• _WHAT THIS TASK INVOLVES_
Print, exactly as given, each line of the data from the line containing "I would appreciate it if you could identify the man" up to and including its last line.

┌──

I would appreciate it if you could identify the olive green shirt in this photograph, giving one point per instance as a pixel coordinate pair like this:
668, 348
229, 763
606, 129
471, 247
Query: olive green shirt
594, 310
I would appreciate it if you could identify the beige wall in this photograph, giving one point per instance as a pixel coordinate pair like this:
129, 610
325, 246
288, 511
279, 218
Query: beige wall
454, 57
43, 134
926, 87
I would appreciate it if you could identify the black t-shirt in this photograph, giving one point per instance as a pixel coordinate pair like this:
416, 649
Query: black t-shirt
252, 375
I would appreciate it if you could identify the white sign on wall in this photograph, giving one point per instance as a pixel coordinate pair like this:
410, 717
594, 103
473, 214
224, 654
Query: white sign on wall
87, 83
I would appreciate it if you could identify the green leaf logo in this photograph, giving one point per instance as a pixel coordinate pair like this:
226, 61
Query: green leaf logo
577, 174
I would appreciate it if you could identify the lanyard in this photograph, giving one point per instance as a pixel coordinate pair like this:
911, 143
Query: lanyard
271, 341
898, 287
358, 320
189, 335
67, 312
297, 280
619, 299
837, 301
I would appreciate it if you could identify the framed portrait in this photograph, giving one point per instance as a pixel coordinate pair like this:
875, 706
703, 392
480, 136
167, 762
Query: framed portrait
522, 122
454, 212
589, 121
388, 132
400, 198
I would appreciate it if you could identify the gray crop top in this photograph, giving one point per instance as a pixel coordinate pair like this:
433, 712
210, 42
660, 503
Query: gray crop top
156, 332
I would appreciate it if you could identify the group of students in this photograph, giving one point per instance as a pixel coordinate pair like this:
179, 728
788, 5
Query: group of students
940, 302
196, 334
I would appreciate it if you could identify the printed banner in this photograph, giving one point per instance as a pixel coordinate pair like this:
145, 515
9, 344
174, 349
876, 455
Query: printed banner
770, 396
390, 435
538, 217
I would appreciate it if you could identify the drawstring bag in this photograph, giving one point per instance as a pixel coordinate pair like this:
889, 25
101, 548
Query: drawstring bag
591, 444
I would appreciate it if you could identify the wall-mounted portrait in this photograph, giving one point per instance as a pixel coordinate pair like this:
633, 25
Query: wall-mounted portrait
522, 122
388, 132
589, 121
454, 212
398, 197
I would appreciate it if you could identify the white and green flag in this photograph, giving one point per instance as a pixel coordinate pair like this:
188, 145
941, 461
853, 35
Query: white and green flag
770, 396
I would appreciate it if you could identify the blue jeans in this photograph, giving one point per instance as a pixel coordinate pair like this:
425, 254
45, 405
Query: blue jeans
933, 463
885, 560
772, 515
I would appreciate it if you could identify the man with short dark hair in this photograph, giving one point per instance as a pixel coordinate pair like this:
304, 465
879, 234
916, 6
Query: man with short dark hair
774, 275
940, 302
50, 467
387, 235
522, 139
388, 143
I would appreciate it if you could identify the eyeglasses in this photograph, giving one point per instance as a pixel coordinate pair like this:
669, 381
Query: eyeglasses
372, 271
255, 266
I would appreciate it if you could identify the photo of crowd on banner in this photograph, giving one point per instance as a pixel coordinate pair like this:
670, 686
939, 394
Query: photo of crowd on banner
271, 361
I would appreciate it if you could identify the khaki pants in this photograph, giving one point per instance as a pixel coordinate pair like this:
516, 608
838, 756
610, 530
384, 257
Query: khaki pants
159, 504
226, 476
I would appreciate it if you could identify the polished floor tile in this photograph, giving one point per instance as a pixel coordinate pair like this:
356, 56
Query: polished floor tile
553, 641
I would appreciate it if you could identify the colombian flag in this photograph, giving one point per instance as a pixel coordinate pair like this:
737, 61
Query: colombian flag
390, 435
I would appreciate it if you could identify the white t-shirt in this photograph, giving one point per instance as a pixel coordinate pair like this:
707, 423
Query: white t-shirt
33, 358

└──

• _ANSWER_
I would appreciate it if you could identify the man with short dark hair in this photograph, giving one point per instance as a pixel coordinate pair like this:
304, 465
879, 234
916, 6
Query: man with short dark hair
774, 275
940, 302
50, 467
387, 235
522, 139
388, 143
I would appreciate it if you could identify the eyeglasses in this photograph, giving one point per instance as a pixel coordinate pair like this:
669, 381
Query: eyeglasses
372, 271
255, 266
I would appreciate it if you could identify the photo of crowd on banner in this photograph, giving one point per instance as a pixel coordinate pair like this:
670, 686
939, 394
Query: photo of crowd on banner
271, 361
I would appreciate it if you could identify the khaki pants in this photograph, giving one point per instance as a pixel coordinate pair like this:
516, 608
838, 756
610, 530
384, 257
Query: khaki pants
159, 504
226, 476
I would appreciate it if you could identify the polished floor tile in this photograph, giving one point per instance as a pixel coordinate pair like this:
356, 56
Query: polished floor tile
553, 641
I would appreciate it if you could identify the colombian flag in this photograph, giving one point per instance as a pixel coordinate pair like this:
737, 61
Query: colombian flag
390, 435
I would appreciate it if you could identify the white t-shirt in this photograph, giving one point per instance as a pixel coordinate pair like this:
707, 423
Query: white t-shirt
33, 358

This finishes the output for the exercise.